**PEDIDO APRESENTADO 1**
Copie, tal como estão, as linhas dos dados de anotação que vão da linha que contém "The component shall point out each instance of the red" até à linha que contém "point(189, 19)", ambas incluídas. Deixe as imagens de fora da resposta.

**EXCERTO FORNECIDO**
'''
De todo modo, uma coisa é certa, mesmo que a A visse cessado o contrato em Novembro de 2014, como diz dever ter sido, ou noutra data qualquer, sempre teria que suportar os custos com a cessação dos contratos de trabalho com as suas trabalhadoras, de forma faseada ou não. Portanto, esta questão é irrelevante para a questão que agora nos ocupa.

Quanto ao pagamento dos empréstimos que contraiu na banca para fazer face ao trespasse do novo espaço e à implementação do projecto de obras, já a solução não é tão líquida.

Com efeito, os contratos de mútuo foram celebrados em 05.11.2004. Desta data até à data da cessação do contrato – 08.06.2012, decorreram 8 anos, pelo que, neste conspecto, não nos parece podermos falar num corte abrupto, pois, afinal, já haviam decorrido vários anos desde a data do investimento, com as respectivas amortizações. Mas será que a Ré deveria esperar até que a A terminasse a amortização completa de tal financiamento?

Ou melhor, há desproporcionalidade entre o exercício do direito de denunciar o contrato por parte da Ré, direito que d[e]corre da cláusula 15.ª.1 do contrato celebrado, e a situação em que a A fica com a cessação do contrato? Designadamente, com o encargo de pagar ao Banco as restantes prestações devidas pelo empréstimo feito 8 anos antes?

(…) O risco da comercialização é apenas do concessionário, bem assim, os custos da organização.

O empréstimo que a A contraiu não é mais que um custo de organização, o qual, como referimos, é da esfera do concessionário.

Vistas as coisas desta forma, temos, por um lado (o da acção): o investimento que a A fez com a mudança para uma nova loja, o que fez com incitamento e conhecimento da Directora Geral da Ré, (…), no convencimento de que a ligação contratual duraria independentemente do clausulado no contrato, por outro (o da defesa): ser esse investimento um “custo da organização”, o qual deve ser suportado pelo concessionário que assume o risco da comercialização, tendo já decorrido cerca de 8 anos desde a data em que foi feito tal investimento até à data da cess[aç]ão do contrato.

Em face de tal quadro fáctico e circunstancial e atendendo à natureza do contrato de concessão, ponderando os interesses em causa, não nos parece que a conduta da Ré ao exercer o direito de denúncia do contrato celebrado assuma uma desproporcionalidade tal que permita concluir ter a Ré agido de forma ostensivamente contrária ao princípio da boa fé e em manifesto abuso de direito[.]

A acolher-se uma posição genérica e abstracta, poder-se-ia esbarrar com a constatação de nunca ser o “momento certo” para denunciar o contrato, sempre e todas as vezes que a concessionária fizesse um investimento no seu negócio, ou com remodelações, ou obras ou outros custos de organização, custos estes que, repete-se, de acordo com o contrato de concessão, são do encargo do concessionário. Já não seria assim se, por exemplo, a Ré denunciasse o contrato logo após o empréstimo feito pela A ou nos três/quatro anos seguintes, por exemplo.».

Quem tem razão?

Como explicitado no já citado Ac. STJ de 15/11/2007:

«Dir-se-á, em síntese, por um lado, ser a boa fé uma exigência do direito imposta pela necessidade de impedir que a obrigação sirva para a consecução de resultados intoleráveis para as pessoas de consciência razoável.
'''
**PEDIDO APRESENTADO 2**
Como se traduz para inglês esta frase do excerto sobre a denúncia do contrato de concessão: "O empréstimo que a A contraiu não é mais que um custo de organização, o qual, como referimos, é da esfera do concessionário."?

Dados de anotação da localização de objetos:
'''
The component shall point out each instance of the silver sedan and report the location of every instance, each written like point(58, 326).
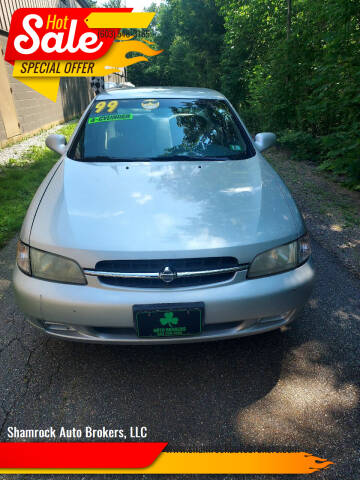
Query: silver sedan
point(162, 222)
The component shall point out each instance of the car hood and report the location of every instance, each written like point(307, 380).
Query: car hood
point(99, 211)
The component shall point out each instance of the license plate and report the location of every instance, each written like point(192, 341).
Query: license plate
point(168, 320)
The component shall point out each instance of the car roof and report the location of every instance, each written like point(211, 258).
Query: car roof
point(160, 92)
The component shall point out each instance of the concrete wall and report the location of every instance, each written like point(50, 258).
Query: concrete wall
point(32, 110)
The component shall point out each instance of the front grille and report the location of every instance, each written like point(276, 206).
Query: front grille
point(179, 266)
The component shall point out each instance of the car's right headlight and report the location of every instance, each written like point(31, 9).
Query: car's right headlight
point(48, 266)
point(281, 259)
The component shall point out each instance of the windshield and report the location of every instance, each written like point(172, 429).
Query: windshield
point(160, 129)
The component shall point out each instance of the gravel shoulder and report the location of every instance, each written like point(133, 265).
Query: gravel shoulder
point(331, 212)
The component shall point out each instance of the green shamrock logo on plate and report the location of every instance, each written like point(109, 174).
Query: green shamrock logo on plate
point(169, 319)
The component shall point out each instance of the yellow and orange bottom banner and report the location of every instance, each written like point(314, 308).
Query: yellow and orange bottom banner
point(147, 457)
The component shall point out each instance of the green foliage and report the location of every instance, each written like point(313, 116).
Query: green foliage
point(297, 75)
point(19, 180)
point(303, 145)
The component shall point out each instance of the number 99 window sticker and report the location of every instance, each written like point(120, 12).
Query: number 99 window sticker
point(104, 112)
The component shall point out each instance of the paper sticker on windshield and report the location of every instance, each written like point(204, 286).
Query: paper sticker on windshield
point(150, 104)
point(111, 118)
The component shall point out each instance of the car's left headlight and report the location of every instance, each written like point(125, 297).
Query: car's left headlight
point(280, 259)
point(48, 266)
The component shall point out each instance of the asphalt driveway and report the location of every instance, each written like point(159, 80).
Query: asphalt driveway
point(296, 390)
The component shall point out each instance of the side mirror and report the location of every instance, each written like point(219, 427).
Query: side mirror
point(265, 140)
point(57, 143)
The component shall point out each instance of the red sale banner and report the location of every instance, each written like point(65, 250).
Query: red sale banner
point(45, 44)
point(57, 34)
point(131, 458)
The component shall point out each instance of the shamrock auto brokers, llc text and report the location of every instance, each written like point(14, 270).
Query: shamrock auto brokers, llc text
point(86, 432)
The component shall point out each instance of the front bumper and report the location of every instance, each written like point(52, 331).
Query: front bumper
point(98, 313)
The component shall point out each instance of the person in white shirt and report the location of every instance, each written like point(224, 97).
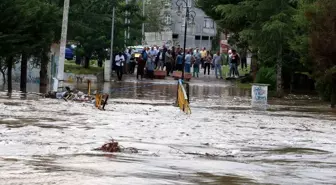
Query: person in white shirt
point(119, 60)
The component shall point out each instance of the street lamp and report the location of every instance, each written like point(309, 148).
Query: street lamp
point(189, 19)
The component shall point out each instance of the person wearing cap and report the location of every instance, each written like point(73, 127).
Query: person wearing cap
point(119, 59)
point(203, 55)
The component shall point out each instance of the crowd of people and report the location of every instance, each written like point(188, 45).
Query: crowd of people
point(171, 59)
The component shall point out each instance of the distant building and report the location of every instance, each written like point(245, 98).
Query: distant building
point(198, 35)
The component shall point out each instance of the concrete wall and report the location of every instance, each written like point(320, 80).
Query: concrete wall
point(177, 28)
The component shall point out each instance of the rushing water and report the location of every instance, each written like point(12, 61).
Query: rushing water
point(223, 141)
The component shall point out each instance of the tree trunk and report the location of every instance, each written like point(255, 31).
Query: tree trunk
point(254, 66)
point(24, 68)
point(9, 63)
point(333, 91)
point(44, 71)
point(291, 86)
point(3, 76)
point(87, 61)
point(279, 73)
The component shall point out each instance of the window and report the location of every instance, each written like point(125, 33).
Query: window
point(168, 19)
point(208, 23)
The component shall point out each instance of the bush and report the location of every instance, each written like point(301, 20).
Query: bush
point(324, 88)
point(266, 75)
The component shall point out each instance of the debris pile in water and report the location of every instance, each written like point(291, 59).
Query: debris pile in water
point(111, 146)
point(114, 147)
'''
**RESOLUÇÃO 1**
The component shall point out each instance of the red sale banner and report the location of every instance, each written like point(65, 250).
Query: red sale banner
point(45, 44)
point(57, 34)
point(131, 458)
The component shall point out each instance of the shamrock auto brokers, llc text and report the location of every instance, each written like point(14, 270).
Query: shamrock auto brokers, llc text
point(86, 432)
The component shall point out each instance of the front bumper and report the location of every instance, each written like point(52, 331).
Query: front bumper
point(98, 313)
The component shall point out each instance of the person in white shirt and report the location of every instance, each written like point(224, 97).
Query: person in white shirt
point(119, 60)
The component shall point out each instance of the street lamp and report the location of every instance, each written like point(309, 148).
Query: street lamp
point(189, 19)

**RESOLUÇÃO 2**
The loan that A took out is nothing more than an organizational cost, which, as we have said, falls within the concessionaire's sphere.